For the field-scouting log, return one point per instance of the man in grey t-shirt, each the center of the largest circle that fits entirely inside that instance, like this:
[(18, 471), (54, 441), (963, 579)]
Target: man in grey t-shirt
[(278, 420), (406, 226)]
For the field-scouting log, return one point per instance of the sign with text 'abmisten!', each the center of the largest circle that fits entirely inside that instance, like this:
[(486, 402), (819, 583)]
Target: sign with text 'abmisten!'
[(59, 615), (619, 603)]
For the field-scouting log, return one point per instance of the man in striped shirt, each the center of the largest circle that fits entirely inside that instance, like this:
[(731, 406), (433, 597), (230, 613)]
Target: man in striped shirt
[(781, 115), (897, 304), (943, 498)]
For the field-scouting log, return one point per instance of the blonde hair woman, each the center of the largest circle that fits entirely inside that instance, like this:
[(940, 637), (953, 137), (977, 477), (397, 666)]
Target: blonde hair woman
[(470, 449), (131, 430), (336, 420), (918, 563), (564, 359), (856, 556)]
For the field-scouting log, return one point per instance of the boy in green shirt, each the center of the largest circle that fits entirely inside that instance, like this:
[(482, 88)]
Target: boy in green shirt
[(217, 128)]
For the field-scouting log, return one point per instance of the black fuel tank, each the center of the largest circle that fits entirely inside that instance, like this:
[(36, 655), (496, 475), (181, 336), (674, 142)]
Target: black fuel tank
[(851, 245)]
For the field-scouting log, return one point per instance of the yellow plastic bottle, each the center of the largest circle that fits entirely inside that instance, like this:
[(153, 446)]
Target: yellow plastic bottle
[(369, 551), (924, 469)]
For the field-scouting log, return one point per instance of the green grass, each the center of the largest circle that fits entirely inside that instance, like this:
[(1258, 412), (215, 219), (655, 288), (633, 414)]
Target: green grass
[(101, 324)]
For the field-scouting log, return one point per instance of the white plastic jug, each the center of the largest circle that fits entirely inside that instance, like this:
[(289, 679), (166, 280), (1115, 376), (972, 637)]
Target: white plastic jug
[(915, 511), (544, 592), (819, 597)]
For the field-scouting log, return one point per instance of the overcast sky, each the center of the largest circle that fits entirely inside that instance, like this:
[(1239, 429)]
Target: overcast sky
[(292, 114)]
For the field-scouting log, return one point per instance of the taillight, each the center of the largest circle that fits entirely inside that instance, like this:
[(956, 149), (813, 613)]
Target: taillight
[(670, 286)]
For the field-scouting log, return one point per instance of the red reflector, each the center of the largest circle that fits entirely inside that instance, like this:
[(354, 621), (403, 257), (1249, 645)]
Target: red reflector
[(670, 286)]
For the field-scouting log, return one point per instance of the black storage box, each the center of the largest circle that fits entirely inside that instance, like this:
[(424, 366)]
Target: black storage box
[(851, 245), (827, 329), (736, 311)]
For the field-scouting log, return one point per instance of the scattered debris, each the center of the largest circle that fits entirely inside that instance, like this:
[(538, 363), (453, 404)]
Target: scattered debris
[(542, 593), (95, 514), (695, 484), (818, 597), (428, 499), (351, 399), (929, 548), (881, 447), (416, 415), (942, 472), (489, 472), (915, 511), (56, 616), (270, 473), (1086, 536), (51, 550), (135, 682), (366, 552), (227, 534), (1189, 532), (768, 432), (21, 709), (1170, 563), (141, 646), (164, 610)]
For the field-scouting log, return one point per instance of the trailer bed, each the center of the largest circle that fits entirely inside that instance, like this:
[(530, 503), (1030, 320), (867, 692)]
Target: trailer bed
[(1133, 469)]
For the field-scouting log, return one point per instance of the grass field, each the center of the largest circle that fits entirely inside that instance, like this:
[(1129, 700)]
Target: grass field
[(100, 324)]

» WHAT THIS TASK INVOLVES
Beginning at the line above that contains "[(731, 406), (433, 597), (230, 613)]", return each line exactly through the line that contains "[(482, 88)]", and no others.

» SOLUTION
[(731, 406), (433, 597), (230, 613)]
Target: man in striped shirt
[(781, 115), (897, 304), (943, 498)]
For the field-scouting log, return one point per instance of the blonde hair woman, each the center of the largest circle that fits entirely inside that instance, like this:
[(940, 637), (953, 137), (977, 477), (397, 666)]
Target: blonde hair woman
[(470, 449), (131, 430), (336, 420), (918, 563), (564, 359), (856, 556)]
For the field-scouting log, return one point per instance of the boy in green shirt, each the center of the largest circle that fits entirely inside that instance, like this:
[(482, 88)]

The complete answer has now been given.